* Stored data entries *
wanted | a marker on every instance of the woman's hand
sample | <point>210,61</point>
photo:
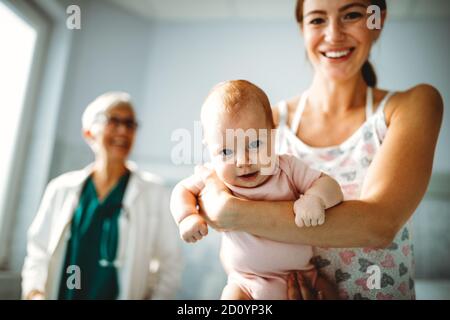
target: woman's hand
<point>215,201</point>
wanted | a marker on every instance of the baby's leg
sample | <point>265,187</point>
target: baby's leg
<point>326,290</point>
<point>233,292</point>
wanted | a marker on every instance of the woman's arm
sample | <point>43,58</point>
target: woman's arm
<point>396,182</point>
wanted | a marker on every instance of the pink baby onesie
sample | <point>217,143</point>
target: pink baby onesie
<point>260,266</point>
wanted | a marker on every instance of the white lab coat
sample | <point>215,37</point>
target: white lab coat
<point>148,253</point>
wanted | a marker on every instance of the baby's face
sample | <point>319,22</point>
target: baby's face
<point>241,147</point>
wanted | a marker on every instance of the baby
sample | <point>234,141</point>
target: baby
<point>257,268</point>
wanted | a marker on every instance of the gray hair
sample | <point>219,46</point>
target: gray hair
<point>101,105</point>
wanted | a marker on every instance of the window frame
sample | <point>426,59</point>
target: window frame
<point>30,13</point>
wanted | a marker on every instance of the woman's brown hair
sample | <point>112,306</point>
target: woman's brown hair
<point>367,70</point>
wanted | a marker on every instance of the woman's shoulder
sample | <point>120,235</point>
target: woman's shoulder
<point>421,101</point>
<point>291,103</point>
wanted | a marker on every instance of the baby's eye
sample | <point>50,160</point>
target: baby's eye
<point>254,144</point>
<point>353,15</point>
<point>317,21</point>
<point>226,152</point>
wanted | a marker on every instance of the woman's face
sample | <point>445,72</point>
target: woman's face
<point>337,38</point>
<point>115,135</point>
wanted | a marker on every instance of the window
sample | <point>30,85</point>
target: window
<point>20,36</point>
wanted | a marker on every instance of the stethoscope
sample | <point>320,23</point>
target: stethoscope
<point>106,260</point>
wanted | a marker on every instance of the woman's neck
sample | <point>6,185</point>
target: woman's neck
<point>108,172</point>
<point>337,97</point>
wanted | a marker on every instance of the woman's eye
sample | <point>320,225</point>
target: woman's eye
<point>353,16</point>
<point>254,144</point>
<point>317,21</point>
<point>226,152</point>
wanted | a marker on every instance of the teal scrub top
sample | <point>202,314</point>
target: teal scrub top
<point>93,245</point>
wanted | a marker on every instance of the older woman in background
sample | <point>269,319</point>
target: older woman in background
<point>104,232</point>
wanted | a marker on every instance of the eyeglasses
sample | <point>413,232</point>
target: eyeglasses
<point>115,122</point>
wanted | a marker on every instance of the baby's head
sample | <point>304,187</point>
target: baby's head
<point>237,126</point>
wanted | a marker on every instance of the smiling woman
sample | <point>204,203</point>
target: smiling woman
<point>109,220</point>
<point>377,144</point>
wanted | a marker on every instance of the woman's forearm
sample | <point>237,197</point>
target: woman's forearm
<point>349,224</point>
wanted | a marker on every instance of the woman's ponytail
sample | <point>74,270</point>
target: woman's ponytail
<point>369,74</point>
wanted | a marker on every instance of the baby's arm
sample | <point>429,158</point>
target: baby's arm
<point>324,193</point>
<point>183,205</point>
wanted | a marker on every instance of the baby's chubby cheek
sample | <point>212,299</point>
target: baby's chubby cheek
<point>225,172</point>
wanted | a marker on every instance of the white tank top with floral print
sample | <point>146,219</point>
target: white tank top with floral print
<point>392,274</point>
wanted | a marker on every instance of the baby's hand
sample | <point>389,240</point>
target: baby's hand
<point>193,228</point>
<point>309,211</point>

--

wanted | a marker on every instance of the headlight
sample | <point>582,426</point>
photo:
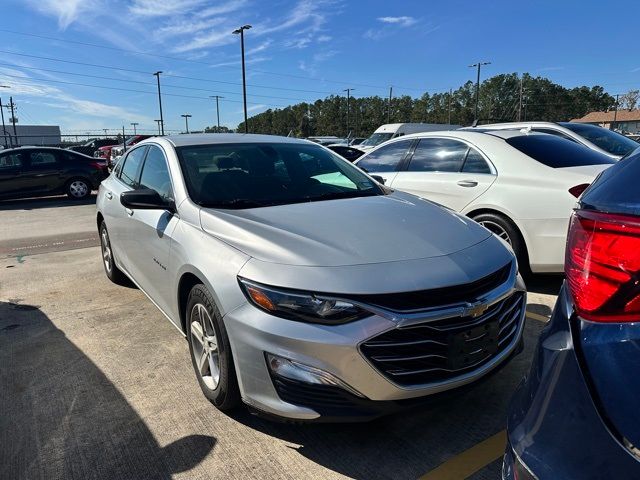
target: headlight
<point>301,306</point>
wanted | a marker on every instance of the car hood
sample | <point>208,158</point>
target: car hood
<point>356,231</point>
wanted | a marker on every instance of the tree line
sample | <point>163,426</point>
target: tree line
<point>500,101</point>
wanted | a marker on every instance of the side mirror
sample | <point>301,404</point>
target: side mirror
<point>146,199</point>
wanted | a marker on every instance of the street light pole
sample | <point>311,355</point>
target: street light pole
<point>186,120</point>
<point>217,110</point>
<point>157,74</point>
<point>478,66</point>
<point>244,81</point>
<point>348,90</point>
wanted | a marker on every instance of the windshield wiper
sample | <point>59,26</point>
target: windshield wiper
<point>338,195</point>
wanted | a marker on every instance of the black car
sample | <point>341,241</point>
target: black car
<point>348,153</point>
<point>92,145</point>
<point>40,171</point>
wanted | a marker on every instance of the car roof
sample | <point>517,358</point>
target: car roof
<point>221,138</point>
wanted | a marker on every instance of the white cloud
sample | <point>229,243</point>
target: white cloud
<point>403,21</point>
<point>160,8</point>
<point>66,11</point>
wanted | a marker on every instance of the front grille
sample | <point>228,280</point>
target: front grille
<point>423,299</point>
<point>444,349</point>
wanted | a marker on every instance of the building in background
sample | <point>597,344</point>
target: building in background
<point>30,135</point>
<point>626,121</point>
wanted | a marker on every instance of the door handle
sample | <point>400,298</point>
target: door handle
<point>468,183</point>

* TASK PROMPT *
In the data above, find the line with "wanted | a marker on every instance of the woman's hand" and the line with "wanted | a marker on every instance of the woman's arm". Please copy exactly those two lines and every line between them, but not the pictures.

* RESULT OF THE TASK *
wanted | a marker on every instance of the woman's hand
sample | <point>210,61</point>
photo:
target: woman's hand
<point>215,201</point>
wanted | a marker on every instance of the baby's leg
sample | <point>265,187</point>
target: baby's leg
<point>326,290</point>
<point>233,292</point>
wanted | a marker on every instance of the woman's arm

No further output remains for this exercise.